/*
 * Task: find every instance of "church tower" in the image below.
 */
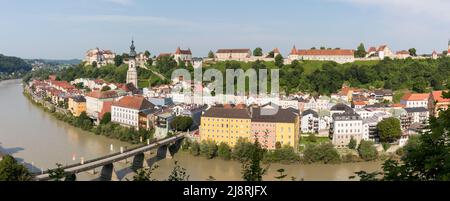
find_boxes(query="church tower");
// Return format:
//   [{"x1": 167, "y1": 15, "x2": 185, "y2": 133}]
[{"x1": 126, "y1": 40, "x2": 138, "y2": 88}]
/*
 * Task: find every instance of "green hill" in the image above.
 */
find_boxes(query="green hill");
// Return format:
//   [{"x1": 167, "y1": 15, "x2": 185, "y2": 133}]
[{"x1": 0, "y1": 54, "x2": 32, "y2": 73}]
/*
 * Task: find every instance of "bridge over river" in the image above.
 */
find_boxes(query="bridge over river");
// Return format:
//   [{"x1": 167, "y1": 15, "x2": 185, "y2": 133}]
[{"x1": 34, "y1": 133, "x2": 185, "y2": 181}]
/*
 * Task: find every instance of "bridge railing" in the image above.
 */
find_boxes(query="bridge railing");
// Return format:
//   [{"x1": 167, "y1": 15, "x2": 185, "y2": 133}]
[{"x1": 32, "y1": 134, "x2": 185, "y2": 176}]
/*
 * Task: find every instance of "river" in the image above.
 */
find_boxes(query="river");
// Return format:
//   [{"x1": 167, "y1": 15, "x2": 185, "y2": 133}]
[{"x1": 0, "y1": 79, "x2": 382, "y2": 181}]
++++++++
Output all data exactly, omitting images.

/*
 * Task: find every instance of "church tower" in the image below.
 */
find_boxes(query="church tower");
// Return format:
//   [{"x1": 167, "y1": 15, "x2": 185, "y2": 133}]
[{"x1": 126, "y1": 40, "x2": 138, "y2": 88}]
/*
 * Task: find every instance of "green hill" in the image above.
 */
find_boxes(query="green hill");
// Return format:
//   [{"x1": 167, "y1": 15, "x2": 185, "y2": 133}]
[{"x1": 0, "y1": 54, "x2": 32, "y2": 73}]
/*
 * Task: find every instance of "bridge over river" in the image above.
 */
find_boxes(query="bridge over river");
// Return format:
//   [{"x1": 167, "y1": 15, "x2": 185, "y2": 133}]
[{"x1": 34, "y1": 133, "x2": 185, "y2": 181}]
/*
 * Task: find every instance of "bridge railing" in the image above.
 */
find_boxes(query="bridge railing");
// Return format:
//   [{"x1": 167, "y1": 15, "x2": 185, "y2": 133}]
[{"x1": 32, "y1": 134, "x2": 185, "y2": 176}]
/*
 * Task: find every instance of "river" in the image above.
 */
find_boxes(query="river");
// Return format:
//   [{"x1": 167, "y1": 15, "x2": 185, "y2": 133}]
[{"x1": 0, "y1": 79, "x2": 382, "y2": 181}]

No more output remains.